* **RECORDS TO PROCESS**:
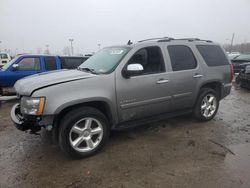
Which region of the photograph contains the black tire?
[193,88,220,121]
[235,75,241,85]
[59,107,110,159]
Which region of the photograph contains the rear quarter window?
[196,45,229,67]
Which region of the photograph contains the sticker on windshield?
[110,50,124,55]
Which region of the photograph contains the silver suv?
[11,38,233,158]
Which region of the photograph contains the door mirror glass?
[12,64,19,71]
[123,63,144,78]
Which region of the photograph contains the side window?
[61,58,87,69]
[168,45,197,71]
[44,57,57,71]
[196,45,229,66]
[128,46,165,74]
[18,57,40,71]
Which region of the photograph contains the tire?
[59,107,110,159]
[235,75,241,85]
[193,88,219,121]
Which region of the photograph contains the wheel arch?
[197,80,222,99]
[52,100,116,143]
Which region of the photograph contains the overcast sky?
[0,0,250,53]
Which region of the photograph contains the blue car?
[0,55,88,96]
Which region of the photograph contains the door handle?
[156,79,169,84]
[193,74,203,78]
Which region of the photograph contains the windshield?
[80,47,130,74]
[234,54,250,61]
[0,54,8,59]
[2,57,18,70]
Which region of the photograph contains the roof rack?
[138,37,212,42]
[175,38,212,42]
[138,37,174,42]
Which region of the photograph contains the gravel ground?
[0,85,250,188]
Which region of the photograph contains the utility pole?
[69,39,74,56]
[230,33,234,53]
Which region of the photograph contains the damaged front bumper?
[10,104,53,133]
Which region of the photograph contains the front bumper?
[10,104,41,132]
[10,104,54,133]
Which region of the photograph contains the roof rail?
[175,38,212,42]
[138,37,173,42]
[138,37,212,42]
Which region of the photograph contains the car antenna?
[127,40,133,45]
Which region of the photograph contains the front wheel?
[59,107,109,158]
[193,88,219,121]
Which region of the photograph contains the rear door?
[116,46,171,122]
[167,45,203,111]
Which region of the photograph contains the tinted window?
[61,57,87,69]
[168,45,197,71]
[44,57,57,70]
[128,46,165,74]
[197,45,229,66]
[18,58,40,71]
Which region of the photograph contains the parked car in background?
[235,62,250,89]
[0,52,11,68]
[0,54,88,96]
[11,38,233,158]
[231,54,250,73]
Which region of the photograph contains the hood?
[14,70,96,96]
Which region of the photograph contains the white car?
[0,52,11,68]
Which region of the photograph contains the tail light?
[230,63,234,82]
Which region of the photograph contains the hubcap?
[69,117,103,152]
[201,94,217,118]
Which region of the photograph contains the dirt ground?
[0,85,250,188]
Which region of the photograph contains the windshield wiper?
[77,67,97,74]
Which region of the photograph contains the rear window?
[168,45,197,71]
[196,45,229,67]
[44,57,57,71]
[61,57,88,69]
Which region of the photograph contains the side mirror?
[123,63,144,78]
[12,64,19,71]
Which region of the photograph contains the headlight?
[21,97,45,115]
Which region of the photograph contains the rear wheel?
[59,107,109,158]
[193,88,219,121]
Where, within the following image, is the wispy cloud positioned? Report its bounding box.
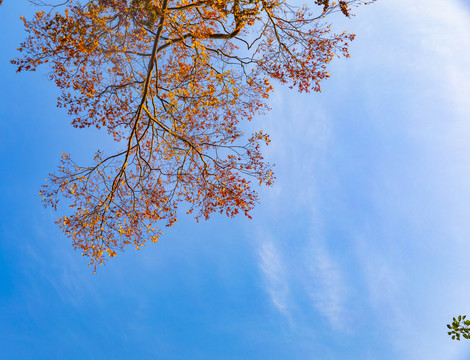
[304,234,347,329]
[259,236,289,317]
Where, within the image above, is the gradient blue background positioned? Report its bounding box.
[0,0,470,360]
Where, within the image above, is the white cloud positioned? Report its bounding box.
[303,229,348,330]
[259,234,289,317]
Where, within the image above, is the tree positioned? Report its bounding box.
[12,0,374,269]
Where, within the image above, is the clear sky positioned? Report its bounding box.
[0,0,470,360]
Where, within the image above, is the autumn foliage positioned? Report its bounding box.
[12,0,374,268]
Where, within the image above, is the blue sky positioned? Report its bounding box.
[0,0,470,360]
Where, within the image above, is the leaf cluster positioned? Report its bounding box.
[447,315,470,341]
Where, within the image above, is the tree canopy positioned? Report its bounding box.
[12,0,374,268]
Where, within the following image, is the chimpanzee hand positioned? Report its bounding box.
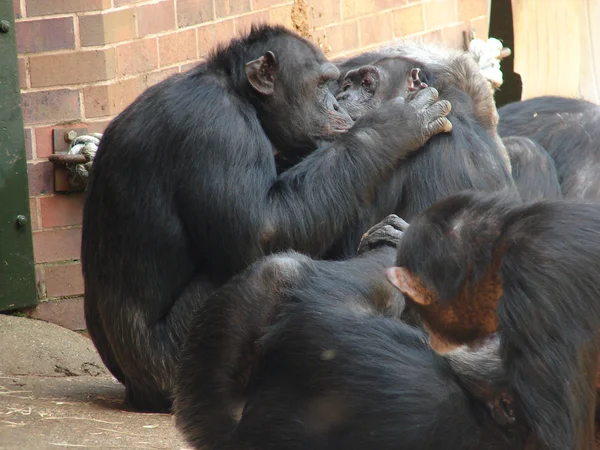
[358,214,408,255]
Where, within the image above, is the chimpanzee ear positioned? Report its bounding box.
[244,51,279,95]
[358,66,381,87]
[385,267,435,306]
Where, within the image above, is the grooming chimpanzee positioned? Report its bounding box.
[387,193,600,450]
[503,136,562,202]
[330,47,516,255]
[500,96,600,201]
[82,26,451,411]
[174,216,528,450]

* **WHAT IS BEING ASKED**: Arrange all of the data above as a Markdown table with the columns Number and Entry, putting each line in its own numbered row and skipping blank lines. Leave the pictures out of the table.

* **EXERCISE RESULT**:
| Number | Entry |
|---|---|
| 1 | Which region of the photograph contains the black tire? |
| 2 | [193,88,220,121] |
| 3 | [235,75,241,85] |
| 4 | [59,107,110,159] |
| 5 | Which region of the photograph contains the rear quarter window? |
| 6 | [196,45,229,67] |
| 7 | Which region of the photograph contains the sticker on windshield? |
| 8 | [110,50,124,55] |
| 9 | Which region of the photograph contains the silver suv? |
| 10 | [11,38,233,158] |
| 11 | Which region of the photograph contains the door mirror glass? |
| 12 | [12,64,19,71] |
| 13 | [123,63,144,78] |
| 14 | Which region of the photograph contains the side window? |
| 15 | [61,58,87,69] |
| 16 | [168,45,197,71] |
| 17 | [44,57,57,71] |
| 18 | [196,45,229,66] |
| 19 | [128,46,165,74] |
| 20 | [18,57,40,71] |
| 21 | Which region of the photograph contains the tire? |
| 22 | [59,107,110,159] |
| 23 | [235,75,241,85] |
| 24 | [193,88,219,121] |
| 25 | Which region of the photograph contains the wheel arch? |
| 26 | [197,80,222,99] |
| 27 | [52,100,116,143] |
| 28 | Which region of the photograph contains the overcast sky? |
| 29 | [0,0,250,53] |
| 30 | Which region of the photograph contains the blue car? |
| 31 | [0,55,88,96] |
| 32 | Which region of the photograph contains the door handle? |
| 33 | [156,79,169,84] |
| 34 | [193,74,203,78] |
| 35 | Which region of the photograph contains the windshield? |
| 36 | [80,47,130,74] |
| 37 | [234,54,250,61] |
| 38 | [0,54,8,59] |
| 39 | [2,57,18,70] |
| 40 | Which region of the photograph contains the roof rack? |
| 41 | [138,37,212,42] |
| 42 | [175,38,212,42] |
| 43 | [138,37,174,42] |
| 44 | Which region of the photograph contains the gravel ground? |
| 45 | [0,85,250,188] |
| 46 | Which region of the photograph contains the utility pole? |
| 47 | [69,39,74,56] |
| 48 | [230,33,234,53] |
| 49 | Which region of the photograph contains the damaged front bumper? |
| 50 | [10,104,53,133] |
| 51 | Which region of the photograph contains the front bumper? |
| 52 | [10,104,41,132] |
| 53 | [10,104,54,133] |
| 54 | Which region of the photograph contains the roof rail? |
| 55 | [175,38,212,42] |
| 56 | [138,37,173,42] |
| 57 | [138,37,212,42] |
| 58 | Which region of the photograph contains the car antenna? |
| 59 | [127,40,133,45] |
| 60 | Which region of the photograph contains the front wheel? |
| 61 | [59,107,109,158] |
| 62 | [193,88,219,121] |
| 63 | Which region of the photograph contains the rear door? |
| 64 | [116,46,171,122] |
| 65 | [167,45,203,111] |
| 66 | Which region of the photograph contains the tinted window? |
| 67 | [61,57,87,69] |
| 68 | [168,45,197,71] |
| 69 | [44,57,57,70] |
| 70 | [128,46,165,74] |
| 71 | [197,45,229,66] |
| 72 | [18,58,40,71] |
| 73 | Which region of the photograph contains the parked car in background? |
| 74 | [235,62,250,89] |
| 75 | [0,52,11,68] |
| 76 | [0,54,88,96] |
| 77 | [11,38,233,158] |
| 78 | [231,54,250,73] |
| 79 | Which region of the photograph contains the hood? |
| 80 | [14,70,96,96] |
| 81 | Which region of the photograph contains the white car? |
| 82 | [0,52,11,68] |
| 83 | Which region of the photograph contains the tail light? |
| 84 | [230,63,234,82] |
| 85 | Which region of the photograph contains the hubcap? |
| 86 | [69,117,103,152] |
| 87 | [201,94,217,118] |
| 88 | Which region of the photograph contains the dirt ground? |
| 89 | [0,85,250,188] |
| 90 | Which region of the photograph contains the windshield wiper? |
| 91 | [77,67,97,74] |
| 92 | Which region of the photograph contains the rear window? |
| 93 | [168,45,197,71] |
| 94 | [196,45,229,67] |
| 95 | [44,57,57,71] |
| 96 | [61,57,88,69] |
| 97 | Which region of the photograph contains the side mirror? |
| 98 | [123,63,144,78] |
| 99 | [12,64,19,71] |
| 100 | Which region of the photograph contains the headlight? |
| 101 | [21,97,45,115] |
| 102 | Which region of the photograph contains the rear wheel? |
| 103 | [59,107,109,158] |
| 104 | [193,88,219,121] |
| 105 | Where, within the following image, is the wispy cloud positioned? Report its bounding box. |
| 106 | [304,234,347,329] |
| 107 | [259,236,289,317] |
| 108 | Where, within the image above, is the gradient blue background positioned? Report its bounding box. |
| 109 | [0,0,470,360] |
| 110 | Where, within the image above, is the white cloud positioned? Report its bounding box. |
| 111 | [303,229,348,330] |
| 112 | [259,234,289,317] |
| 113 | Where, within the image above, is the tree positioned? Report its bounding box. |
| 114 | [12,0,374,269] |
| 115 | Where, within the image above, is the clear sky positioned? Report its bounding box. |
| 116 | [0,0,470,360] |
| 117 | Where, within the image above, is the autumn foliage positioned? Report its bounding box. |
| 118 | [12,0,374,268] |
| 119 | Where, within the image above, is the blue sky positioned? Report its bounding box. |
| 120 | [0,0,470,360] |
| 121 | Where, within the image above, is the leaf cluster positioned? Report its bounding box. |
| 122 | [447,315,470,341] |
| 123 | Where, within the image above, is the tree canopy positioned? Report its bounding box. |
| 124 | [12,0,374,268] |
| 125 | Where, within the following image, is the chimpanzee hand positioned? Report its bounding box. |
| 126 | [358,214,408,255] |
| 127 | Where, within the image above, is the chimpanzee ear positioned? Report its bounding box. |
| 128 | [244,51,279,95] |
| 129 | [358,66,381,87] |
| 130 | [385,267,435,306] |
| 131 | Where, within the image above, is the grooming chimpanzee positioned? Report its bounding box. |
| 132 | [387,193,600,450] |
| 133 | [503,136,562,202] |
| 134 | [330,47,516,255] |
| 135 | [500,96,600,201] |
| 136 | [82,26,451,411] |
| 137 | [174,216,528,450] |